Your objective: Copy out everything from the row containing "Pick out one point on every instance of the leaf" down to the row containing "Pick out one point on every instance of the large", including both of those rows. Leave each row unchanged except for adding -19 to every coordinate in the answers.

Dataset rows

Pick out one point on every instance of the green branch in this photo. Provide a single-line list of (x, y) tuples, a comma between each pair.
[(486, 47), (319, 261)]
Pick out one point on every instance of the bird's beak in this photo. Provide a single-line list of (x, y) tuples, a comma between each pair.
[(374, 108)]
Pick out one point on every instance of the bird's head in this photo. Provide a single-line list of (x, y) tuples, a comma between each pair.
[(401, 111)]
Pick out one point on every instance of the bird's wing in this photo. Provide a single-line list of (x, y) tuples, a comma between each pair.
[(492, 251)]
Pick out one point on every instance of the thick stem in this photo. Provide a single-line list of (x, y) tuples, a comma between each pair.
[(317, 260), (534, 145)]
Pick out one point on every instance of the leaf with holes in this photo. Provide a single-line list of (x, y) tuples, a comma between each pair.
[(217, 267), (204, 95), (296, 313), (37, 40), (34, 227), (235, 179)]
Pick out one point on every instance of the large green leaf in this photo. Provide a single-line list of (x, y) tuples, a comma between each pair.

--

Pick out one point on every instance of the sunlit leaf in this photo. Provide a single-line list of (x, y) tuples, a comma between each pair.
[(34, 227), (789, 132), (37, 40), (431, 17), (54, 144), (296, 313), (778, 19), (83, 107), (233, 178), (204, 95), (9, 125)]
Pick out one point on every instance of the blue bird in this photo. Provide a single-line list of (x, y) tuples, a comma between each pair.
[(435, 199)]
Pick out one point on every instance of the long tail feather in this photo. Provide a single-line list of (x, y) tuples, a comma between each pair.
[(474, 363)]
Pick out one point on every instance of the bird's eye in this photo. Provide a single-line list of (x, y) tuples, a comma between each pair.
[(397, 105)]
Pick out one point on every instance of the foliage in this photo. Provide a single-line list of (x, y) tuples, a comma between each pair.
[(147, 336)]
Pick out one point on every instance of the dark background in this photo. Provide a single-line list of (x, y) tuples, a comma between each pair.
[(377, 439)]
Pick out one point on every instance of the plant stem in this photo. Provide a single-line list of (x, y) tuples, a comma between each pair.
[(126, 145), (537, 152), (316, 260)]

Final answer:
Pick out one point on every instance of the leaf with holes in this photo. Provide a single-line list of (x, y) tuples, a comma between each pair.
[(198, 248), (185, 76), (277, 294), (18, 21), (15, 208), (216, 160)]
Pick out one point on every instance of the large green leaf in this photo. Provide a single-line list of (x, y) tuples, a comma between each pair.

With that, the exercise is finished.